• **Page text**:
....................
There is an argument that these are ideal skills for occupational therapists, but how commonly does the profession co-create its models, assessment tools and frames of references on an equal footing with those who have lived experiences, rather than just using them in parts of the development like research subjects, or asking for feedback.
When we define occupational therapy we think of it as client centred, but can we truly say it is client centred if we are not embracing the lived experiences voice in the profession moving forward? Surely in the history of occupational therapy we must have had some, with lived experiences that shaped the profession?
One of the reasons AbleOTUK was founded was because those within the profession with lived experiences had experienced, discrimination for others in the profession, being questioned about if they have the ability to practise, this is a common experience of those that attend our monthly support groups. There is a stigma attached to disclosure, and reports that people with lived experiences are referred to occupational health or taken down capability, more often than those who do not have lived experiences.
Anecdotally those that attend our support groups report difficulties with their colleagues and organisations making reasonable adjustments. I have personal experiences of reasonable adjustments being agreed, but not put in place, being questioned that my reasonable adjustments are not fair on others, and experiences of reasonable adjustments I have asked for at an interview not being given as it is considered unfair to others.
....................
• **Available data**:
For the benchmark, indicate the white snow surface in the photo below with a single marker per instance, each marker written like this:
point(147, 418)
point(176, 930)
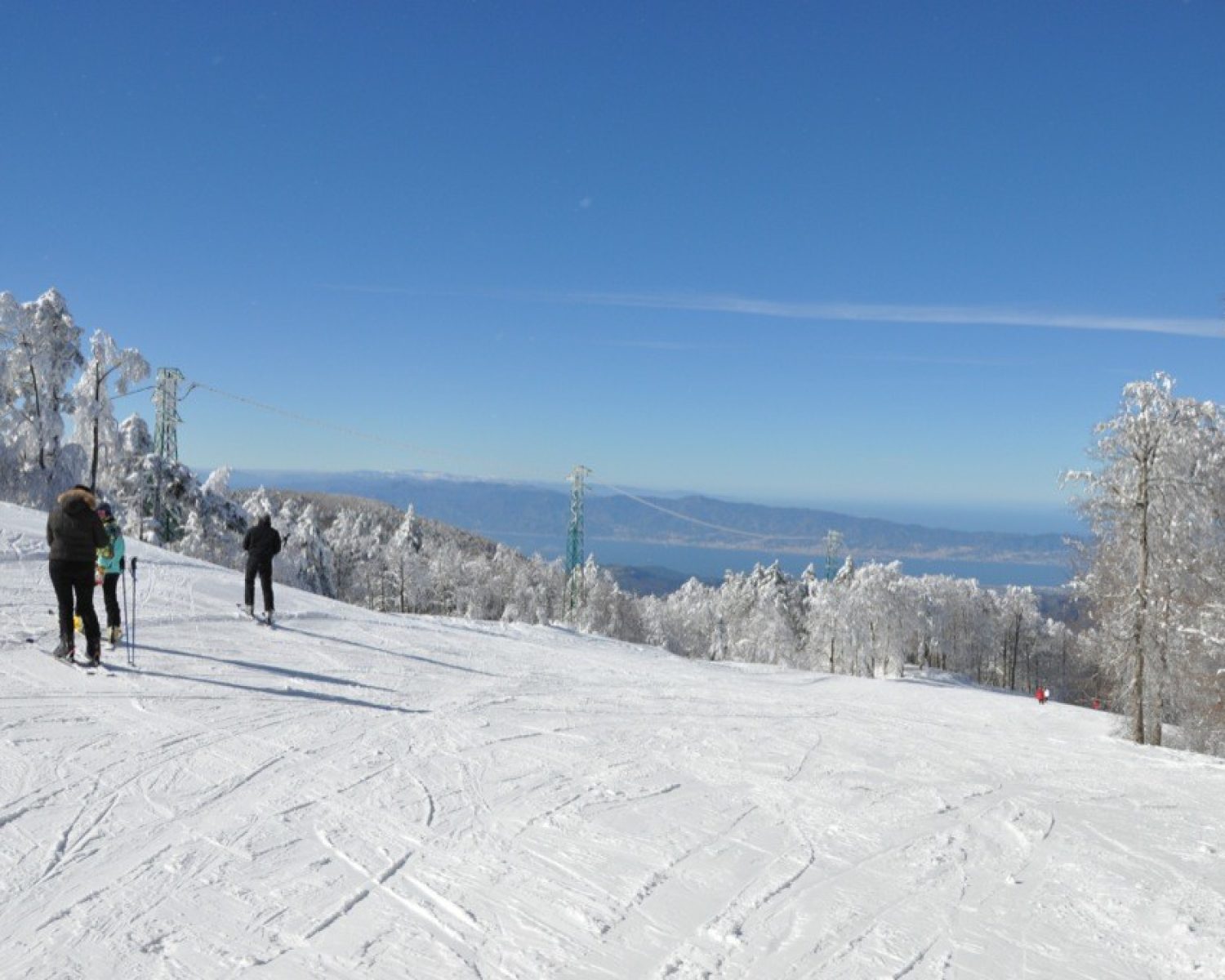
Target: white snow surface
point(367, 795)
....................
• **Parts of the exercise**:
**a)** In the page text, what do people who attend AbleOTUK's support groups report having difficulties with?
**b)** Reproduce the page text from "Anecdotally those that" up to and including "unfair to others.".

• **Answers by task**:
**a)** They report difficulties with their colleagues and organisations making reasonable adjustments.

**b)**
Anecdotally those that attend our support groups report difficulties with their colleagues and organisations making reasonable adjustments. I have personal experiences of reasonable adjustments being agreed, but not put in place, being questioned that my reasonable adjustments are not fair on others, and experiences of reasonable adjustments I have asked for at an interview not being given as it is considered unfair to others.